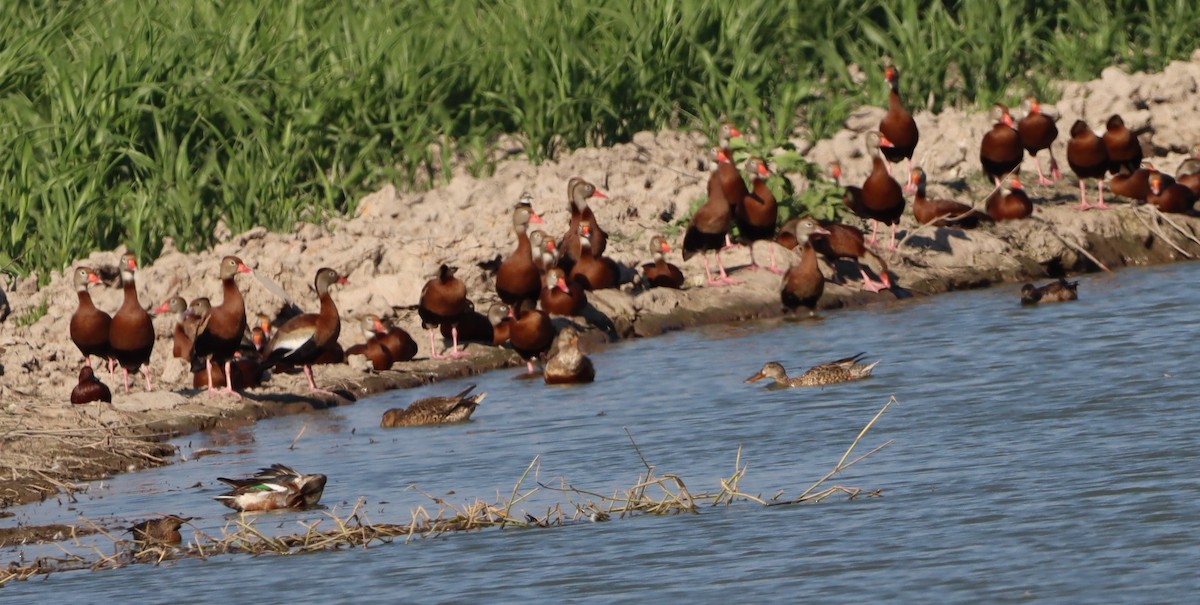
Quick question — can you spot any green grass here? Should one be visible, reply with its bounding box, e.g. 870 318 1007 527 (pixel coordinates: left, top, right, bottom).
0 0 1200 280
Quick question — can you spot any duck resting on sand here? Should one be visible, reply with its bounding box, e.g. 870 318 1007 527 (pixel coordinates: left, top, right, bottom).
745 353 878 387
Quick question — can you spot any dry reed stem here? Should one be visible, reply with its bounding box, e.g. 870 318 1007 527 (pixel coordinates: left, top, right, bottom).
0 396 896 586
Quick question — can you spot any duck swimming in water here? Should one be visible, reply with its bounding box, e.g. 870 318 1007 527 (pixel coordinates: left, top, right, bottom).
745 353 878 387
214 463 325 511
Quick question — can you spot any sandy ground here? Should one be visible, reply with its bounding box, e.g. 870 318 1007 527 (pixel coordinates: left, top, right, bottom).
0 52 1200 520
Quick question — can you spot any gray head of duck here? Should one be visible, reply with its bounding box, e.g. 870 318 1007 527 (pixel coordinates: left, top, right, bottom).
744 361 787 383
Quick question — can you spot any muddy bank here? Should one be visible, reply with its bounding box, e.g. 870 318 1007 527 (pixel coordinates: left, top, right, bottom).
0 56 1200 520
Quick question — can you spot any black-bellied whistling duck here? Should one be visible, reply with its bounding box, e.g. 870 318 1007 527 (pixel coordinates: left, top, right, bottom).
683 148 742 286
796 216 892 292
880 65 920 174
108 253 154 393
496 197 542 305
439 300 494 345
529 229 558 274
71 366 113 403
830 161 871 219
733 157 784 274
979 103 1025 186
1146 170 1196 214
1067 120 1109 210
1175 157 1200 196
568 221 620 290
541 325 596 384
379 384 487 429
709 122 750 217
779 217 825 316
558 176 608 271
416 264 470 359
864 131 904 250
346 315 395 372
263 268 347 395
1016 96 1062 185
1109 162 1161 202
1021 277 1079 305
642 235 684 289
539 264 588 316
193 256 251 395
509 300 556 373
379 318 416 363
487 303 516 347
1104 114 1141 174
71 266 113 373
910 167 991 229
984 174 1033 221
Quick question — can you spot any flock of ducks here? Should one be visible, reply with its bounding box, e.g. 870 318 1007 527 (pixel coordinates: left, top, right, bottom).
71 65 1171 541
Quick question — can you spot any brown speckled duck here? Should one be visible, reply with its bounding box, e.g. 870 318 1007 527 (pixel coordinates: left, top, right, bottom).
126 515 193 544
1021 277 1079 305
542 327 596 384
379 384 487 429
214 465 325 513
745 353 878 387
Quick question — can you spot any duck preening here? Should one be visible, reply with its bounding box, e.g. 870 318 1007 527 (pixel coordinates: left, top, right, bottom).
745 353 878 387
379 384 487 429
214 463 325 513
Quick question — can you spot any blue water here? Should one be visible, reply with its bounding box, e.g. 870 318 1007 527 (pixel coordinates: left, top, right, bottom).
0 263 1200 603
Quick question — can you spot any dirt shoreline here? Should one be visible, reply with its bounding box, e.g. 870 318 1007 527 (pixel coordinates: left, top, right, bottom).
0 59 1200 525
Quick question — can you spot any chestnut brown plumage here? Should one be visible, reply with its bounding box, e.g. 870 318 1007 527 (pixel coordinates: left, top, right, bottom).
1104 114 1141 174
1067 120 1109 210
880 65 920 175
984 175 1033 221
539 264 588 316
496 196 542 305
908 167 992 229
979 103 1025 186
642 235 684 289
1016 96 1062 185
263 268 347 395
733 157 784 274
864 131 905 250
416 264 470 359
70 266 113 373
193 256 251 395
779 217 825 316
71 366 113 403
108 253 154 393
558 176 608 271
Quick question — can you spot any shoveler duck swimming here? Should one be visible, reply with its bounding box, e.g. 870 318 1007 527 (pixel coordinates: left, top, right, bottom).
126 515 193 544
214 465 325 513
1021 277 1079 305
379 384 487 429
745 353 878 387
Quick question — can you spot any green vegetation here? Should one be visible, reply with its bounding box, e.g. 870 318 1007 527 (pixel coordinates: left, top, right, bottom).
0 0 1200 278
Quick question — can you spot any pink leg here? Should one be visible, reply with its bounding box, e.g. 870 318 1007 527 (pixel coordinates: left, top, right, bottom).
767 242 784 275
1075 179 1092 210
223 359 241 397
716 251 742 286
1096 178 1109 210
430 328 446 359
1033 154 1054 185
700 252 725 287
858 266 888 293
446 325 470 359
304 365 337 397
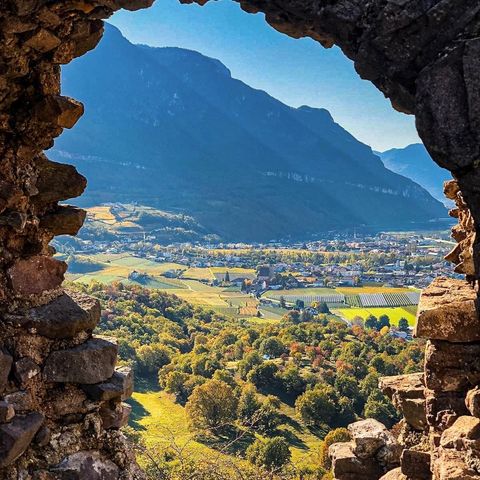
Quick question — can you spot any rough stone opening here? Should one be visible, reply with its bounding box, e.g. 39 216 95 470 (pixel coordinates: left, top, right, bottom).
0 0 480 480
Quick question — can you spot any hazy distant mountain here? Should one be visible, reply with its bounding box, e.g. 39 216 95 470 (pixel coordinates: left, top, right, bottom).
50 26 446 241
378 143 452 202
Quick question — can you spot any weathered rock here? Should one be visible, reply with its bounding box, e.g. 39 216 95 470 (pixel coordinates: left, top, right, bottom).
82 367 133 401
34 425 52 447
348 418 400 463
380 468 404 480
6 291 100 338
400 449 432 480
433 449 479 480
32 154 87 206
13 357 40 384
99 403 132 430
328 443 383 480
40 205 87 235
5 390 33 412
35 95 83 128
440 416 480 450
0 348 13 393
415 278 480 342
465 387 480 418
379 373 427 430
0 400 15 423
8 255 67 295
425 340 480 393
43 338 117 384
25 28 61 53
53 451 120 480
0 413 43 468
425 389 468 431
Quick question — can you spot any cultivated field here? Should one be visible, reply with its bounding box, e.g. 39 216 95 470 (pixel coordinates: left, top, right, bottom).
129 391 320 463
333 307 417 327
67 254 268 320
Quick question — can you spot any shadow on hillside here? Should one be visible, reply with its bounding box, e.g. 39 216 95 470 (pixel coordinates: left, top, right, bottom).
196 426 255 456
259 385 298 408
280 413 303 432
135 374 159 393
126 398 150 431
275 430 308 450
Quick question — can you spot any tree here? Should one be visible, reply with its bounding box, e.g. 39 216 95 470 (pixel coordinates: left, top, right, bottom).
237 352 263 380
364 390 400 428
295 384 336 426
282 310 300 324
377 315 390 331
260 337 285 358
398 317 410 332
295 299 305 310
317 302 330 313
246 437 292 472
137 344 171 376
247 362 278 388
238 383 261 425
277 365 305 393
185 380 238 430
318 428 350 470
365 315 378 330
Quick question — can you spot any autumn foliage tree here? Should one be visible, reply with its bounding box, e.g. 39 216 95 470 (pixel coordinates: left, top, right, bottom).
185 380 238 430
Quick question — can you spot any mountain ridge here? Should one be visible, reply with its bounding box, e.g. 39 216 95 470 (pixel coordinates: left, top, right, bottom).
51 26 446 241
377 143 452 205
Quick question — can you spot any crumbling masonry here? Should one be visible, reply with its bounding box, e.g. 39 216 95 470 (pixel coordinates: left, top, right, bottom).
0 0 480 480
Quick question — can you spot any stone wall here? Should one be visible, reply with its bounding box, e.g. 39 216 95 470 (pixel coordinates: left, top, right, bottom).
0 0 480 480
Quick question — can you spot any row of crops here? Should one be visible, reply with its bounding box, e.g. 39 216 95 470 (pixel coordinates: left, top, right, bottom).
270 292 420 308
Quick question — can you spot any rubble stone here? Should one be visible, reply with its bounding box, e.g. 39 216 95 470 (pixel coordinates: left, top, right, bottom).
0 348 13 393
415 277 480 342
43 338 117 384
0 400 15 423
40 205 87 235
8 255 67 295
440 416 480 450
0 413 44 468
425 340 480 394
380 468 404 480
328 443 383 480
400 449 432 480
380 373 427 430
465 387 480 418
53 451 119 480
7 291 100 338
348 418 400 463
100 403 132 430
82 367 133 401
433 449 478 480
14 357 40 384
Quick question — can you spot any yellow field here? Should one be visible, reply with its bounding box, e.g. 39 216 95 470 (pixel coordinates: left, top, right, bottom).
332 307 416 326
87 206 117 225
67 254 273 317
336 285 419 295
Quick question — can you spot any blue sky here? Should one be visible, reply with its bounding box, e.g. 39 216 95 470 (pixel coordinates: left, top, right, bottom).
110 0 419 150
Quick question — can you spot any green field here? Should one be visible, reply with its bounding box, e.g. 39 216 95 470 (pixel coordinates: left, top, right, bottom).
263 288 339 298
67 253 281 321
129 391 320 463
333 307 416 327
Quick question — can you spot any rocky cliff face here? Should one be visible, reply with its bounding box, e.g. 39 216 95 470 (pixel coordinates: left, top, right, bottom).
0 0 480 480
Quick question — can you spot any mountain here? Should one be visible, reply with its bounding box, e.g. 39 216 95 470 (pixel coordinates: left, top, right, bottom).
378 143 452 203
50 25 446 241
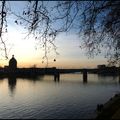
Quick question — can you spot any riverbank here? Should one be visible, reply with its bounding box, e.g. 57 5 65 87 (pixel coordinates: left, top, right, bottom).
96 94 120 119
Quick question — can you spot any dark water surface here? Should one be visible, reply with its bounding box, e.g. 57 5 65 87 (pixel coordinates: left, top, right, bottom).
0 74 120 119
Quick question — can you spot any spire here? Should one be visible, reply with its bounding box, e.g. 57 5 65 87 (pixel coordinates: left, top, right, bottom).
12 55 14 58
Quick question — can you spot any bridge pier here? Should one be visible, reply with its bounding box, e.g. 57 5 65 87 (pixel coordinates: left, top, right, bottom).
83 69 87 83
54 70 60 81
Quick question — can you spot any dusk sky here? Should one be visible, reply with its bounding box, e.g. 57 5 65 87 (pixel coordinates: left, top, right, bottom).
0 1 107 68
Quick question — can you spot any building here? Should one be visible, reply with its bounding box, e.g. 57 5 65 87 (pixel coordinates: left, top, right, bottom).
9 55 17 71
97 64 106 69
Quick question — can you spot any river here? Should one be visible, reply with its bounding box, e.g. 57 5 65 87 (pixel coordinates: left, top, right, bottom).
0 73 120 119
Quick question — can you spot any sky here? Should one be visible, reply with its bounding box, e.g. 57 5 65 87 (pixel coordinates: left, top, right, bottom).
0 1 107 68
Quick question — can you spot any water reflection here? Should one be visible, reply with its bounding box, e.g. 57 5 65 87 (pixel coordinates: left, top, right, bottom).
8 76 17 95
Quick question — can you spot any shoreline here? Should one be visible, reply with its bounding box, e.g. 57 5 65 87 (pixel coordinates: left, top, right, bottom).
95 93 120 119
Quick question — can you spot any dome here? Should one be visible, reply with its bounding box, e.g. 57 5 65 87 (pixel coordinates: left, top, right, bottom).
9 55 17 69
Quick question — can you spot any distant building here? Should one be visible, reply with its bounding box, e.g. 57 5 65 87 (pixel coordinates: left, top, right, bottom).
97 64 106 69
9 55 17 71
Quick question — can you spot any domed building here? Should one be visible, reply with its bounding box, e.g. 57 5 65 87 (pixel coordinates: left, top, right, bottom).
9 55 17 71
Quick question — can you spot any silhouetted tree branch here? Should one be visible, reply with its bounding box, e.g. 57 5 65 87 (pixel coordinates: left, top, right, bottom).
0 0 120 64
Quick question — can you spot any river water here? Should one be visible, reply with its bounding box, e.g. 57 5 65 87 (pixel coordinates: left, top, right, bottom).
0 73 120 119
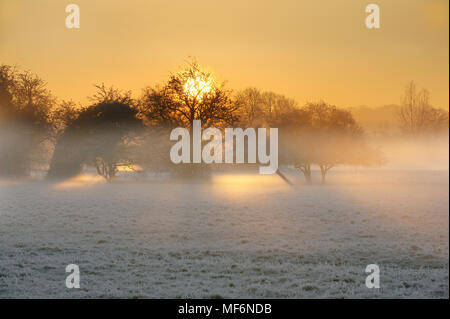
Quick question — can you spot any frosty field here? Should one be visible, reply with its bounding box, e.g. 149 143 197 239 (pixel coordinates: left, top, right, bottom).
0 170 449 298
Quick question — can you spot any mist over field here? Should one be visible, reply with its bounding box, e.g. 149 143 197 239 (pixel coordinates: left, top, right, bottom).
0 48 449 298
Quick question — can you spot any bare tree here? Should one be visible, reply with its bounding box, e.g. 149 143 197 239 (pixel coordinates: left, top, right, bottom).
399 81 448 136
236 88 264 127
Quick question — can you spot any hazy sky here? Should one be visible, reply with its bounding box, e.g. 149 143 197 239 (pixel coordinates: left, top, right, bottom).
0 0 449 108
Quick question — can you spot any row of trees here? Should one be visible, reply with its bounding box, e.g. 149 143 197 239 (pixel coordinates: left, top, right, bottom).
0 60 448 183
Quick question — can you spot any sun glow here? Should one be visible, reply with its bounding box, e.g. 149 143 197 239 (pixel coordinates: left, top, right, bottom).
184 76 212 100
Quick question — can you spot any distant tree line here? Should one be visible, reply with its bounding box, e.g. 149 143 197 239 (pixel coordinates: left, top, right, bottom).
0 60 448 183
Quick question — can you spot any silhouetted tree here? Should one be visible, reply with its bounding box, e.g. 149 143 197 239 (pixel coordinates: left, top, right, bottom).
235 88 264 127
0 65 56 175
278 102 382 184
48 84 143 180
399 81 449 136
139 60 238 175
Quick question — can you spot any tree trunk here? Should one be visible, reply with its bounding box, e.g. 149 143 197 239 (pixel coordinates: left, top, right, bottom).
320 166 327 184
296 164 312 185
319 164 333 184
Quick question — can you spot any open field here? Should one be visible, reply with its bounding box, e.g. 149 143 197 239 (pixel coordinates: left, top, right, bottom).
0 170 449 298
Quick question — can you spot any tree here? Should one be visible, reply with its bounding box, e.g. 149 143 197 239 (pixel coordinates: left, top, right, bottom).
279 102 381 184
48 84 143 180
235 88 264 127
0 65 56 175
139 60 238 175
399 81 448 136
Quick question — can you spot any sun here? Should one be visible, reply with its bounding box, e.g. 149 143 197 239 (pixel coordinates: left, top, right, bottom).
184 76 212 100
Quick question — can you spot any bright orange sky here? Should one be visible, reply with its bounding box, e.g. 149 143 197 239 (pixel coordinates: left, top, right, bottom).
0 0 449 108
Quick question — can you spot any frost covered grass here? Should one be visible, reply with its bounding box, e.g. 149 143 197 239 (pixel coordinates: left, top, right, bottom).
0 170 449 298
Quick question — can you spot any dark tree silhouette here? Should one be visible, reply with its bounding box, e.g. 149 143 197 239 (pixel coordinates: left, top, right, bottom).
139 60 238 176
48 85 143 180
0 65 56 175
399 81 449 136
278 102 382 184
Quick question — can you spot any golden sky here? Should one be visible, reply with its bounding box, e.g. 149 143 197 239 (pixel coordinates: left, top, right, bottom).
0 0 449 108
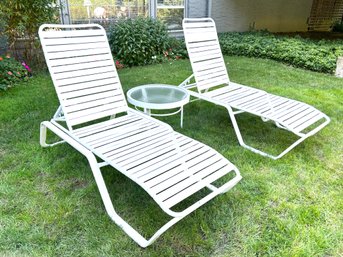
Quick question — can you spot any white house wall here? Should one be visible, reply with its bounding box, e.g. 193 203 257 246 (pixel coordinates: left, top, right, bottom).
######
◆ What is needed: Rewrite the entries starting at the line containing "Quick question — can you spot any duck preening" and ending at the line containing "214 463 325 513", swapping "preening" for "grooming" and leaving all else unchanged. Return only those lines.

◆ Answer for the task:
Quick question — can you spot any duck grooming here? Should one be visible, reply with its bounding box, e.g. 870 318 1007 527 (pixel coordinates: left, top, right, bottom).
745 353 878 387
379 384 487 429
214 463 325 513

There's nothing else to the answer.